____ Teks Sumber

SEBAGAI putra daerah, Aji Dedi Mulawarman cukup prihatin dengan kondisi ekonomi Kaltim yang terus anjlok. Sementara tanah Borneo adalah lumbung bagi sumber daya alam (SDA). Bahkan menjadi salah satu pondasi ekonomi nasional. Tapi nyatanya, akselerasi pembangunan di Kaltim justru paling lambat.
Dengan latar belakang sebagai cendekiawan ekonomi, Aji Dedi menyadari ada banyak kekeliriuan dalam konsep pembangunan di Kaltim. Khususnya pada pengelolaan dan pemanfataan SDA. Selain itu, banyak proyek pembangunan yang dinilai tidak sesuai dengan kebutuhan masyarakat.
Salah satu yang nampak di mata Aji Dedi yakni, gaya pembangunan yang hanya terkonsentrasi pada ekonomi ekstraktif. Sementara kekuatan kemandirian untuk mengimbangi hal itu belum terbangun baik. “Kaltim secara sosiologis kultural punya pola berbeda dengan daerah lain. Masyarakat banyak hidup di sungai dan di pinggiran pantai,” jelas Direktur Eksekutif Pusat Kajian Kepemimpinan Indonesia ini.
Menyatukan kepentingan antara kebudayaan, eksosistem berbasis sungai dan pantai, serta potensi SDA, bisa jadi solusi agar Kaltim tidak tergantung pada pertambangan. Akan tetapi hal itu belum disiapkan pemerintah. Pasalnya, kebijakan pemerintah saat ini mengedepankan logika keuntungan.
“Saya melihat, selama itu menguntungkan, negara mengeluarkan perizinan. Pajak dan bagi hasil hanya tersedot ke pusat. Yang hancur adalah Kaltim. Masyarakat Kaltim inikan mayoritas muslim. Religiusitasnya tinggi. Nah, ini tidak pernah dilihat secara integral, holistik sebagai potensi pembangunan,” tuturnya.
Menurutnya, sebagai konsekuensi logis atas ketergantungan Kaltim pada hasil pertambangan, yakni fluktuatifnya APBD dari tahun ke tahun. “Angka pengangguran terbuka di Indonesia itu paling besar ada di Kaltim. Nggak logis kalau pengangguran itu banyak di Kaltim, padahal pusat SDA ada di sini,” ungkap Aji Dedi.

________
____ Bahan yang Disediakan

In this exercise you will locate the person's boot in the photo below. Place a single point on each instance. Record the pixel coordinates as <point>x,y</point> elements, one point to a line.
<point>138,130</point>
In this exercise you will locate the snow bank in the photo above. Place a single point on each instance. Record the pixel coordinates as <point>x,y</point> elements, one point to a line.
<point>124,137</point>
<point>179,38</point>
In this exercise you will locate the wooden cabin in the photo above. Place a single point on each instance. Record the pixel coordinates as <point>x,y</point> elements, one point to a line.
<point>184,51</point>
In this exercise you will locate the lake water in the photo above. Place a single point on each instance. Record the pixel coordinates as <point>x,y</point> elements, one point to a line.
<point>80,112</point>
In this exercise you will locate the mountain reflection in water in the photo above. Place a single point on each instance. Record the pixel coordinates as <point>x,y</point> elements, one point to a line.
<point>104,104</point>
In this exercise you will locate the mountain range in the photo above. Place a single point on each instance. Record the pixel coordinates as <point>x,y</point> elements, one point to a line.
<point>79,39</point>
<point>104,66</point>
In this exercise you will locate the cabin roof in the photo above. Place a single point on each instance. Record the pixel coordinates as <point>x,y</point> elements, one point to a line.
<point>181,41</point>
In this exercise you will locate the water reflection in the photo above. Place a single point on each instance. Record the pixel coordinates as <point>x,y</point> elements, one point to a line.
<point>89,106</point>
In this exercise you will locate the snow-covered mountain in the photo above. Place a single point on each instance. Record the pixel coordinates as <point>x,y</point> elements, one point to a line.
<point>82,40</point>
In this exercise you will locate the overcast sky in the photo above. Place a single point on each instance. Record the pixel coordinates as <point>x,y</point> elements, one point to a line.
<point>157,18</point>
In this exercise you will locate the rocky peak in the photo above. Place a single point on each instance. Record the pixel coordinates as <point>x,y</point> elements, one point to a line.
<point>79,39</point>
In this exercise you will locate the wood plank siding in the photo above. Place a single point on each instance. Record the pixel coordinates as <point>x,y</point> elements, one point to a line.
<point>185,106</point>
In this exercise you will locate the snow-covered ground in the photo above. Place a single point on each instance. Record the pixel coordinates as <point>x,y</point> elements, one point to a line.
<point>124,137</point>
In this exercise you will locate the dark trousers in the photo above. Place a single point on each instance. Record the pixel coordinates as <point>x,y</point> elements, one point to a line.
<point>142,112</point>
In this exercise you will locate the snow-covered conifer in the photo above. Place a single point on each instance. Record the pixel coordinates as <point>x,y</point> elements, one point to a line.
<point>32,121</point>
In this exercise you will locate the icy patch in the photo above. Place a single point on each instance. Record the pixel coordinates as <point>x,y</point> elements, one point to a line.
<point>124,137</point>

________

_Soal_
Dalam teks sumber, jabatan apa yang dipegang Aji Dedi Mulawarman?

_Jawaban_
Direktur Eksekutif Pusat Kajian Kepemimpinan Indonesia.